▶ Data extract:
....................
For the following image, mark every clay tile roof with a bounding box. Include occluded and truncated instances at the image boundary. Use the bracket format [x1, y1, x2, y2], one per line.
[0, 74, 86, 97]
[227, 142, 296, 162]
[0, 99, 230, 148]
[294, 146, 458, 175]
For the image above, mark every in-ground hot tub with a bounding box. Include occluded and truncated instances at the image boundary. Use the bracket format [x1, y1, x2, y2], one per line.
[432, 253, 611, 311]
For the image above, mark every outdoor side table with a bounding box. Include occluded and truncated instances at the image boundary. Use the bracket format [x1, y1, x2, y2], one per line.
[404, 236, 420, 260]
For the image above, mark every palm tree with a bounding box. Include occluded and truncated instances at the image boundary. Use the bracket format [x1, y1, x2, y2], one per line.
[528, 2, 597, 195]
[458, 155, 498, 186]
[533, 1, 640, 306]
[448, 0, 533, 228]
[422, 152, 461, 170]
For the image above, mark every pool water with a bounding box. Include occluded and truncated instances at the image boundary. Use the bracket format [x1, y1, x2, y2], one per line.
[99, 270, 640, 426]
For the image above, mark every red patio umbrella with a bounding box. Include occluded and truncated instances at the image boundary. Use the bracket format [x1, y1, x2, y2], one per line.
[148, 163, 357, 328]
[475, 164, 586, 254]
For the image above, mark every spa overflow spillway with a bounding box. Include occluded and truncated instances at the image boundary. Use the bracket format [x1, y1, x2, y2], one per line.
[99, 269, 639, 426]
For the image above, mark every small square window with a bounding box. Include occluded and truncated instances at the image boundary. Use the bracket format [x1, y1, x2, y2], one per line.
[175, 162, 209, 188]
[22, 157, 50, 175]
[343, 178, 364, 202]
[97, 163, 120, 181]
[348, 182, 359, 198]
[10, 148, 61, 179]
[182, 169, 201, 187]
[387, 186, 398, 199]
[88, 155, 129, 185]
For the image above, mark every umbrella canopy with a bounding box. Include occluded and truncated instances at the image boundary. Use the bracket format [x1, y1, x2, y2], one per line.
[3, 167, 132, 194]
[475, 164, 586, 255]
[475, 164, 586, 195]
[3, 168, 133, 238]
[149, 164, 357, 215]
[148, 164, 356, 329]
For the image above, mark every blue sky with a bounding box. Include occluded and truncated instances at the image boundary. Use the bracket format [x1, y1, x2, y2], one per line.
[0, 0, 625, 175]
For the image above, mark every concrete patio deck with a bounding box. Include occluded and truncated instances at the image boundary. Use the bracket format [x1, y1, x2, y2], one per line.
....................
▶ What the task asks:
Leave out every line before the one containing "For the image above, mark every umbrella". Transcribe that line and all lines after it through the end of the data above, exactly.

▶ Solution for this task:
For the image above, mark every umbrella canopy with a bounding box. Include occluded and truncated instances at the image boundary. Use the bracket format [x1, y1, x2, y2], one per line.
[3, 167, 132, 194]
[475, 164, 586, 255]
[475, 164, 586, 195]
[3, 168, 133, 238]
[149, 164, 357, 215]
[148, 164, 356, 329]
For the image above, mark every blue sky with a bounding box. Include occluded and truncated instances at the image boundary. Use the bracket format [x1, y1, x2, y2], one per line.
[0, 0, 625, 175]
For the image above, mark every concrete patio deck with a bounding box. Include occluded and truncated instances at the image boundary. Use the bracket format [x1, y1, x2, y2], one per line.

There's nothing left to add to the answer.